DESCRIPTION OF THE TASK: What lines of the data hold the string "opening"? Pull each one out.

DATASET ENTRIES:
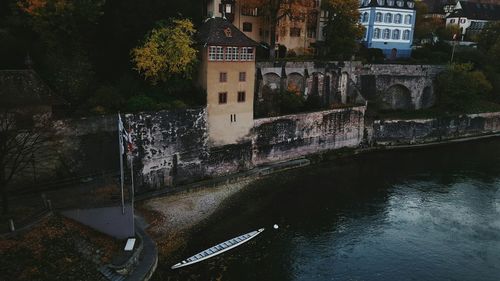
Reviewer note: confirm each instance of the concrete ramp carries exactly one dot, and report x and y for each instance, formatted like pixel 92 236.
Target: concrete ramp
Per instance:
pixel 108 220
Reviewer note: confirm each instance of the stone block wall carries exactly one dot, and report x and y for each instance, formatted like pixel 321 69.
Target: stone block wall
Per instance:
pixel 394 132
pixel 170 146
pixel 292 136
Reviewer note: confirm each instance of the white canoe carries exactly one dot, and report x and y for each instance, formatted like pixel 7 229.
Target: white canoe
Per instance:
pixel 219 249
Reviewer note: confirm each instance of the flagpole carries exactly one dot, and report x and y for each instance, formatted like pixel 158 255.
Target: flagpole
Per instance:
pixel 132 179
pixel 120 151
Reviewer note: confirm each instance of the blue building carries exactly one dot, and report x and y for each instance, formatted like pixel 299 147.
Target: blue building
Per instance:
pixel 390 25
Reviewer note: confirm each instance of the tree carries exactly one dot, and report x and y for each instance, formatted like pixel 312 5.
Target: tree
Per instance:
pixel 167 50
pixel 64 30
pixel 460 86
pixel 20 139
pixel 425 26
pixel 273 11
pixel 343 31
pixel 489 36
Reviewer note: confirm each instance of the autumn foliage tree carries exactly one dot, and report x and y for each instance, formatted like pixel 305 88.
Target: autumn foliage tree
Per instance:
pixel 166 51
pixel 273 11
pixel 343 30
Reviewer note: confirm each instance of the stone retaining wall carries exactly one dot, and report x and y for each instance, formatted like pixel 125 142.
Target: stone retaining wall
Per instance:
pixel 394 132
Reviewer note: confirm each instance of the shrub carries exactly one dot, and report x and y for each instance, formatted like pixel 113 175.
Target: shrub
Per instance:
pixel 460 87
pixel 141 103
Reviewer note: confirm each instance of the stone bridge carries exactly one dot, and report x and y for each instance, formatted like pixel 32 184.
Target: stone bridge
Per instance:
pixel 390 86
pixel 395 86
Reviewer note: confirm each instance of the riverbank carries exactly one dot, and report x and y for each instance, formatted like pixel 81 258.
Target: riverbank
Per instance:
pixel 56 248
pixel 174 218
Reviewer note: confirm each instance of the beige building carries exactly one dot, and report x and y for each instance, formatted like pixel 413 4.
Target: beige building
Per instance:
pixel 228 76
pixel 297 32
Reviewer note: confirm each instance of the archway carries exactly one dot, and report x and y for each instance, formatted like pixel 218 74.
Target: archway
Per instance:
pixel 295 82
pixel 428 98
pixel 396 97
pixel 272 80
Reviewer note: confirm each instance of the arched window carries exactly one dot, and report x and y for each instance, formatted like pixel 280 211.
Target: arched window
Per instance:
pixel 408 19
pixel 387 34
pixel 398 18
pixel 388 18
pixel 406 35
pixel 396 34
pixel 365 17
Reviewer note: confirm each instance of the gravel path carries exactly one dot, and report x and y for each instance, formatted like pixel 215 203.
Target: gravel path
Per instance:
pixel 185 210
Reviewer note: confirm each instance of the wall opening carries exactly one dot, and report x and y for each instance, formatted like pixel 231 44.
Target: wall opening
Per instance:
pixel 396 97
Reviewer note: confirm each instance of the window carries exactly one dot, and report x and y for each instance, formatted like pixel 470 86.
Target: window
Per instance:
pixel 406 35
pixel 223 77
pixel 222 98
pixel 246 11
pixel 219 55
pixel 241 96
pixel 229 53
pixel 243 77
pixel 211 53
pixel 247 54
pixel 387 34
pixel 396 34
pixel 365 17
pixel 398 18
pixel 294 32
pixel 311 33
pixel 247 27
pixel 408 19
pixel 388 18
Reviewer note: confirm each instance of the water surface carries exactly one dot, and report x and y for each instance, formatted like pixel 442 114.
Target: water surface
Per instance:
pixel 420 214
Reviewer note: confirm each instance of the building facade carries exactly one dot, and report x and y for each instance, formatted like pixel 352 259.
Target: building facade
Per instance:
pixel 472 17
pixel 227 74
pixel 295 31
pixel 389 26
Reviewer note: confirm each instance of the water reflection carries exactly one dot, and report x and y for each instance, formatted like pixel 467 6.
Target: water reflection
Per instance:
pixel 427 214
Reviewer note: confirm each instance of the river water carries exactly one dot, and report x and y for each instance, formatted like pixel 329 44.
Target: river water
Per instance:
pixel 419 214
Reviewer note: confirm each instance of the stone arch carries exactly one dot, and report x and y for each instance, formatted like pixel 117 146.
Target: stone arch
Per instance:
pixel 295 82
pixel 316 83
pixel 428 97
pixel 396 97
pixel 272 80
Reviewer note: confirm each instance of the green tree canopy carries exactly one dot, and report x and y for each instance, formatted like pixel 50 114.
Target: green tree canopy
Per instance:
pixel 343 30
pixel 167 50
pixel 460 86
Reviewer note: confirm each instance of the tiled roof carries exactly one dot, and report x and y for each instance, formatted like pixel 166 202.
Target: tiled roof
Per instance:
pixel 477 11
pixel 221 32
pixel 437 6
pixel 398 4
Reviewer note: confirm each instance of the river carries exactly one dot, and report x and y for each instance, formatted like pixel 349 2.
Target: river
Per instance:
pixel 417 214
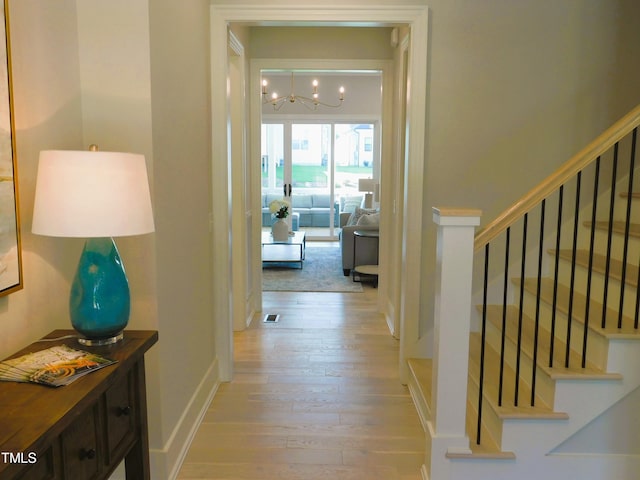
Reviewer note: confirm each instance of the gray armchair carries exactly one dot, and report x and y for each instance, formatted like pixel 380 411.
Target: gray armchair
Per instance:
pixel 367 251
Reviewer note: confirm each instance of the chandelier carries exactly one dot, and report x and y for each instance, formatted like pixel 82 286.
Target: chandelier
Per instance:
pixel 310 103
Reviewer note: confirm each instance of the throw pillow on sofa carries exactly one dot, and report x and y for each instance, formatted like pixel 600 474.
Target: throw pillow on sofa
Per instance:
pixel 355 216
pixel 369 219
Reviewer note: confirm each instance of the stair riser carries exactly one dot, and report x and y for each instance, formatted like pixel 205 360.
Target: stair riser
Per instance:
pixel 617 245
pixel 597 345
pixel 545 386
pixel 491 423
pixel 614 290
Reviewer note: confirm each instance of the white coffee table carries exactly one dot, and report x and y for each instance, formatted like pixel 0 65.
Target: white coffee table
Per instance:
pixel 290 251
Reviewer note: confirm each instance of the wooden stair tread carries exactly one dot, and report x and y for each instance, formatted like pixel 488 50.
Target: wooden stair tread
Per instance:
pixel 558 371
pixel 579 302
pixel 506 411
pixel 632 194
pixel 618 226
pixel 600 263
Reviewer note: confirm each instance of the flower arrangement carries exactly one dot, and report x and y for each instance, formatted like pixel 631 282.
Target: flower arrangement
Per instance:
pixel 279 208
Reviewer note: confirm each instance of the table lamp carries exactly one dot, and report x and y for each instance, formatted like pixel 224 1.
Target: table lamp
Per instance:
pixel 367 185
pixel 97 196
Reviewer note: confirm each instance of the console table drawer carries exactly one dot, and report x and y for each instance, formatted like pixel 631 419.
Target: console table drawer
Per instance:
pixel 81 431
pixel 81 452
pixel 122 415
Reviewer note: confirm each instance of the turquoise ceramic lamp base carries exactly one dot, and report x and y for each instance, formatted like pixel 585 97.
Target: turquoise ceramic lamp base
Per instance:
pixel 100 302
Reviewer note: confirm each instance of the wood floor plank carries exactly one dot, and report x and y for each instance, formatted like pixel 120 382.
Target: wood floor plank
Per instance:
pixel 316 395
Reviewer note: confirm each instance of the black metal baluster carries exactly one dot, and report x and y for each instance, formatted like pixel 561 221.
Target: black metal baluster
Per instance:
pixel 592 236
pixel 573 270
pixel 537 321
pixel 521 308
pixel 605 293
pixel 637 319
pixel 503 335
pixel 483 336
pixel 555 276
pixel 627 226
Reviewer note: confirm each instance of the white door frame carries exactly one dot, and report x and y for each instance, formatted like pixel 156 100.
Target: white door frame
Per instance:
pixel 416 18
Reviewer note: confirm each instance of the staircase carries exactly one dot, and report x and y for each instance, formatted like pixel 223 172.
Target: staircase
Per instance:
pixel 553 384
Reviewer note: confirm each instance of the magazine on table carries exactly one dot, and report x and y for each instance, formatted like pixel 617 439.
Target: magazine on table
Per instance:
pixel 54 366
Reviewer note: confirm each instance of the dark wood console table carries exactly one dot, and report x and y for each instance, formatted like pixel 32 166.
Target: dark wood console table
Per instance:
pixel 82 430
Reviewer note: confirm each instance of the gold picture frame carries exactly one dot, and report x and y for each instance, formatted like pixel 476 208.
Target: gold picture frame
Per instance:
pixel 10 246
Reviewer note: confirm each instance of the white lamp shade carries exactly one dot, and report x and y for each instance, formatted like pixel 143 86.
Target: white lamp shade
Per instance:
pixel 366 185
pixel 92 194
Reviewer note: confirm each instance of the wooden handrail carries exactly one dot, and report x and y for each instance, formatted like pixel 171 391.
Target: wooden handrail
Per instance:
pixel 568 170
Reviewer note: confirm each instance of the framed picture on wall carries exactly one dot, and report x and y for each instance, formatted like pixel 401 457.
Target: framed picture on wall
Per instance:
pixel 10 248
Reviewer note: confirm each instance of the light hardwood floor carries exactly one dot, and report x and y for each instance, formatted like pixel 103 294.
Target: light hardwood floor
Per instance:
pixel 315 396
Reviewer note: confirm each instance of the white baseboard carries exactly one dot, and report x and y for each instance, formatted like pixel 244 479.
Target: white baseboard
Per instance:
pixel 166 462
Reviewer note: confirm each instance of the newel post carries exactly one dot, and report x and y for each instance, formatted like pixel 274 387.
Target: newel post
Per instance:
pixel 454 266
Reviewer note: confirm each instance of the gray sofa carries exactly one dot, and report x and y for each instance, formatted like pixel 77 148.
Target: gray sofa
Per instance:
pixel 313 209
pixel 367 249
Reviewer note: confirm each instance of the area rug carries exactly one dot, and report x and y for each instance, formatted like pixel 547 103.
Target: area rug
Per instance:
pixel 321 272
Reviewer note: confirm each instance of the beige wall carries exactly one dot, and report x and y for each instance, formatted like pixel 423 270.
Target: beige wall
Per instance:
pixel 47 113
pixel 129 76
pixel 515 89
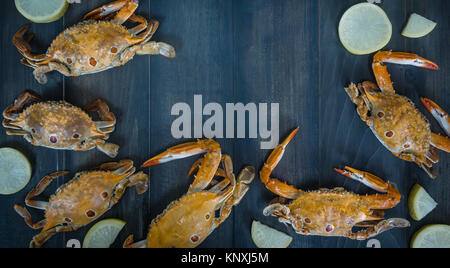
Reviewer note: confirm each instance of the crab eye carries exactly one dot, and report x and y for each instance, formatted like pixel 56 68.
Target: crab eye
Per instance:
pixel 53 139
pixel 90 213
pixel 195 238
pixel 93 62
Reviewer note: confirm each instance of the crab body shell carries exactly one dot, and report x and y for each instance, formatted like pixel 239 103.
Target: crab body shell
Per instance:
pixel 60 125
pixel 185 223
pixel 92 46
pixel 69 125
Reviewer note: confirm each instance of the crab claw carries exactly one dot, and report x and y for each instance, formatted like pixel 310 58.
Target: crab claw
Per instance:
pixel 438 113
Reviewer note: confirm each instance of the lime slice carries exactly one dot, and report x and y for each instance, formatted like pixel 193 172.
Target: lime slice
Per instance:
pixel 103 233
pixel 432 236
pixel 15 171
pixel 364 28
pixel 418 26
pixel 420 203
pixel 266 237
pixel 42 11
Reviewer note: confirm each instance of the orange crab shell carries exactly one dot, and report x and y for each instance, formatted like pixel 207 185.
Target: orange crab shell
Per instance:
pixel 329 212
pixel 170 229
pixel 82 200
pixel 67 124
pixel 92 46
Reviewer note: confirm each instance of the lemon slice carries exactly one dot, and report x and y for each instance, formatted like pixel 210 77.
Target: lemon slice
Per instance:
pixel 265 237
pixel 42 11
pixel 418 26
pixel 432 236
pixel 420 203
pixel 364 28
pixel 103 233
pixel 15 171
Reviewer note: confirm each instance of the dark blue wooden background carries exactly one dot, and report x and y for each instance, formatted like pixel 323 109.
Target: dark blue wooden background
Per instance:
pixel 229 51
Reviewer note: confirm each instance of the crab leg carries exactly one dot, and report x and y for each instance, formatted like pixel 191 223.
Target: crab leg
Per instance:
pixel 208 167
pixel 101 107
pixel 274 185
pixel 381 227
pixel 20 40
pixel 438 113
pixel 375 201
pixel 440 142
pixel 380 70
pixel 42 185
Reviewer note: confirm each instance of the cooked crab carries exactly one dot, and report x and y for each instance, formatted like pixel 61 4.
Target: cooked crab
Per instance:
pixel 394 120
pixel 60 125
pixel 82 200
pixel 98 43
pixel 188 221
pixel 331 212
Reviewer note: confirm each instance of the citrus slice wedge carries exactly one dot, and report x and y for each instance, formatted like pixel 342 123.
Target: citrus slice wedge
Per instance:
pixel 418 26
pixel 364 28
pixel 432 236
pixel 15 171
pixel 103 233
pixel 40 11
pixel 266 237
pixel 420 203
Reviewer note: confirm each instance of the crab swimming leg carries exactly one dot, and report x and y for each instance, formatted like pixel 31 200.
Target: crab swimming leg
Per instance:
pixel 380 70
pixel 390 200
pixel 42 185
pixel 438 113
pixel 20 41
pixel 274 185
pixel 381 227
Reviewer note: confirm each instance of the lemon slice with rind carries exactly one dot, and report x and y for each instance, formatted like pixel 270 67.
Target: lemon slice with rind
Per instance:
pixel 432 236
pixel 42 11
pixel 364 28
pixel 103 233
pixel 418 26
pixel 15 171
pixel 266 237
pixel 420 203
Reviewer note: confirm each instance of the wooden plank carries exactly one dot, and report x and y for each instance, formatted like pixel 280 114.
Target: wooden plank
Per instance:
pixel 276 61
pixel 17 78
pixel 344 138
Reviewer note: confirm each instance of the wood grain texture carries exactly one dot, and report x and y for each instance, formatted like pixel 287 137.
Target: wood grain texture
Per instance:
pixel 254 51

REPLY:
Reviewer note: confirm each instance of the wall opening carries exactly one dot, and report x and y for each instance, formatted like pixel 231 44.
Target: wall opening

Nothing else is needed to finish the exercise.